▶ _TEXT SEGMENT_:
[Start of section]

One cannot watch television in our country for very long without being exposed to someone calling us to a more environmentally-friendly lifestyle. Reducing our “ecological footprint” is a moral obligation that society increasingly impinges on our conscience. Conservatives tend to dismiss such talk as liberal sentimentalism, believing that claims about the immanence of environmental destruction (e.g. global warming) are grossly exaggerated (and serve to increase the power of the state . And Christians, who tend to be conservative, adopt a similar stance, believing that nature was made by God for human welfare and that in the end nature is going to be destroyed and renewed in a new heavens and earth anyways (so why bother conserving it?). At the same time, it is hard to see images of wanton environmental destruction – rainforests clear-cut and turned to wastelands; rivers made unsafe to swim and fish in because of dangerous toxins – and not feel a sense that such things not ought to be and that something important has been violated. When we watch Avatar, for instance, most people feel outrage towards the exploitation of native peoples whose land is being exploited by more powerful forces for the gain of outsiders.
Academics who study environmentalism distinguish between two different approaches to conserving the environment: eco-centric environmentalism and anthropo-centric environmentalism. The former believes in the preservation of the environment for nature’s sake because nature itself has some inherent value that makes it worth preserving, even at the expense of human welfare. The latter believes in preserving the environment for man’s sake because nature has instrumental value that benefits human welfare. Where should a “Christian environmentalism” fall on this spectrum?

[End of section]

▶ _DATA EXCERPTS_:
[Start of section]

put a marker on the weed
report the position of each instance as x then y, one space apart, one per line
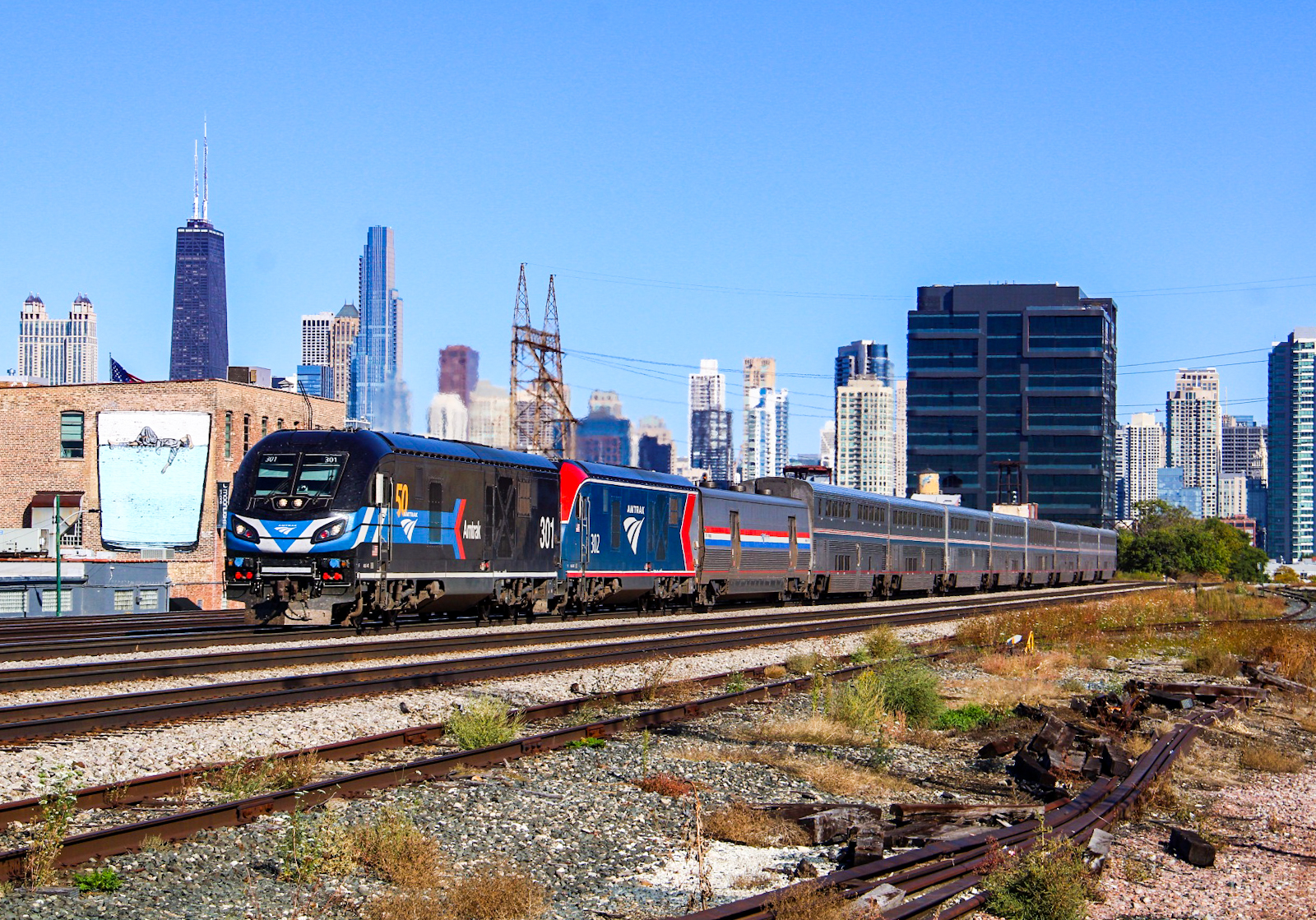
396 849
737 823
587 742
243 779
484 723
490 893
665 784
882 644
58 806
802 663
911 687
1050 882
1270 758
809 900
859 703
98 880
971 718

[End of section]
[Start of section]

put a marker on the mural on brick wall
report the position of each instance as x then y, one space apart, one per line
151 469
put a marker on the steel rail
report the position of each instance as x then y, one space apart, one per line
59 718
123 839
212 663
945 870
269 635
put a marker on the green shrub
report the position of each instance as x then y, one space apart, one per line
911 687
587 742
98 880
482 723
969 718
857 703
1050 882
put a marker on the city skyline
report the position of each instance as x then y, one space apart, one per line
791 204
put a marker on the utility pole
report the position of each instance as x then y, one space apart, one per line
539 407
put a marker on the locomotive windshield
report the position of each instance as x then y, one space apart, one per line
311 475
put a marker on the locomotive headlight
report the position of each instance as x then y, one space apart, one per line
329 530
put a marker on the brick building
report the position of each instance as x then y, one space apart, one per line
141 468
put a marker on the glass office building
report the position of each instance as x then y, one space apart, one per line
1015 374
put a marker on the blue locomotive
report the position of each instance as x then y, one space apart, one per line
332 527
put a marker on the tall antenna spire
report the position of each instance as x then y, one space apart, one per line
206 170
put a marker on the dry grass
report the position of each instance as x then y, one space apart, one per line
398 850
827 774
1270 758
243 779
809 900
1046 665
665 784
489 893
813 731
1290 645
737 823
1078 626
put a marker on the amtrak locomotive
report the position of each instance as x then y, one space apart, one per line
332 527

[End of section]

▶ _REQUIRED ACTIONS_:
(a) In the text on environmentalism, which two approaches to conserving the environment do academics distinguish?
(b) Carry on the text on environmentalism from its final sentence.
The records are separate material and have no connection to the text on environmentalism.

▶ _RESPONSES PER TASK_:
(a) They distinguish eco-centric environmentalism and anthropo-centric environmentalism.

(b)
The creation account in Genesis 1 and 2 is the starting point for developing a Christian view of man’s relationship to nature. Being uniquely crafted in God’s image and given a mandate to “rule and have dominion” over nature, man clearly has a special role in the created order (contra a naturalist view which sees humans merely as more sophisticated, evolved animals) and the rule and subdue command implies that man not only has a right but an obligation to use natural resources for human welfare. This theology would support an anthropo-centric view.
Does this view then justify doing whatever we want to nature (e.g. dumping toxins in rivers, creating smog in cities, driving species to extinction) in order to support human life and profit economically? Scripture provides a host of other commands and teaching about creation that constrain what we do with it and how to use it.
Perhaps the most significant of these are commands having to do with justice for the poor and oppressed. “Environmental justice” is an area of law and policy concerned with the equity of the environmental impact of man’s activities. The driving concern is that the poor bear the consequences of environmental degradation more than the rich. Examples of this include landfills being located closer to poor communities than wealthy ones and of electronic waste (cellphones, computers, etc.), which contain many toxins, being exported to poor countries (see link to a fascinating Nat. Geog. article about this trend). Now it is debatable whether accusations of “environmental injustice” always constitute true injustice. I would contend, though, that concern for justice for the poor is a major reason Christians should be concerned about environmental causes and that God’s concern for the poor should be a fundamental tenet in a Christian environmentalism.